====== MATERIAL TO PROCESS

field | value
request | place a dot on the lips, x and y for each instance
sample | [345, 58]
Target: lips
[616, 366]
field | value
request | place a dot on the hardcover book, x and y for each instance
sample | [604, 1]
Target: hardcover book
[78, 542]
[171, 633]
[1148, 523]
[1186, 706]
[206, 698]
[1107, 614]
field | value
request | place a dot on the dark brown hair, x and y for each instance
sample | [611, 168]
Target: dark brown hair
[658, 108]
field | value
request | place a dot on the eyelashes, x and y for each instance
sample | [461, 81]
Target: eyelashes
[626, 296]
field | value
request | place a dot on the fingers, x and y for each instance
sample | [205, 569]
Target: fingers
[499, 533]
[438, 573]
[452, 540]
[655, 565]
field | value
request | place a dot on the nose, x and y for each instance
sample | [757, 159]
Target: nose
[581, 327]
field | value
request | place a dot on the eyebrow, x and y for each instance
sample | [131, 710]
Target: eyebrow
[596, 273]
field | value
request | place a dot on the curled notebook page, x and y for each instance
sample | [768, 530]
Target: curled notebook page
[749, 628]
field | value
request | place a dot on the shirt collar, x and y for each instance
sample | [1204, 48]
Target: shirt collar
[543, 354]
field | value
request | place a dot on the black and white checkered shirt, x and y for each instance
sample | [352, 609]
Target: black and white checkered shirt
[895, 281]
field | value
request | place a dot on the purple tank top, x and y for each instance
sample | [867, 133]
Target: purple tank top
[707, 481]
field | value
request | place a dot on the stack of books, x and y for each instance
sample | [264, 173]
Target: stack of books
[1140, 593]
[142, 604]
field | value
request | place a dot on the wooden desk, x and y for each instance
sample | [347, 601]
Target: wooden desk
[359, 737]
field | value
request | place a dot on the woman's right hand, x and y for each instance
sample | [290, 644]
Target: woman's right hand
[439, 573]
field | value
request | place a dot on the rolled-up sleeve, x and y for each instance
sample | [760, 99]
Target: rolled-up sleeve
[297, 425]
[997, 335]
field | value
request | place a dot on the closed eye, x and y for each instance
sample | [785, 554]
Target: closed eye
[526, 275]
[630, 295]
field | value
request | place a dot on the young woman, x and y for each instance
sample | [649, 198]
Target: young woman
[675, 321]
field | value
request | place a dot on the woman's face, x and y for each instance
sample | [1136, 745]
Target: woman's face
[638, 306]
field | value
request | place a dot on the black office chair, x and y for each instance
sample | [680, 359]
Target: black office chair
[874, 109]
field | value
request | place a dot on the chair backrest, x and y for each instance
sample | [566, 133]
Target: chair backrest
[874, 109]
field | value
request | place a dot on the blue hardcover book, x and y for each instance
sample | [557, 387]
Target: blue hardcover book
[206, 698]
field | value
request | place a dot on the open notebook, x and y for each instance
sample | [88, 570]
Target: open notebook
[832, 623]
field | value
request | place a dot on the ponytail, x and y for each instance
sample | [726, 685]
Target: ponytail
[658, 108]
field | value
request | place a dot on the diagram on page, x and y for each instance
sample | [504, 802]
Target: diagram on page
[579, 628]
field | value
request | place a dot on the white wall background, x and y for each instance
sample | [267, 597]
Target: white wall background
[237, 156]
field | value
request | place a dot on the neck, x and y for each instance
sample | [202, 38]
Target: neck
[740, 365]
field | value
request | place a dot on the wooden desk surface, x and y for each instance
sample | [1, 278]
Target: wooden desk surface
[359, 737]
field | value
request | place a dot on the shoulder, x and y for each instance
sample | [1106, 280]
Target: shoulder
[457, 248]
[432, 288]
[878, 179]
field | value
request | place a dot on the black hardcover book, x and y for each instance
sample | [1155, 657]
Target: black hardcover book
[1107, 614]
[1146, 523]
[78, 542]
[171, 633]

============

EXERCISE GOAL: Repeat exactly the lines that run from the opening of the listing through the line holding "sample | [604, 1]". Leave out everything else.

RESULT BELOW:
field | value
request | place a dot on the lips, x and y for each instance
sample | [345, 58]
Target: lips
[616, 366]
field | value
request | place a dot on the hardcover book, x and y for each instance
sample | [604, 1]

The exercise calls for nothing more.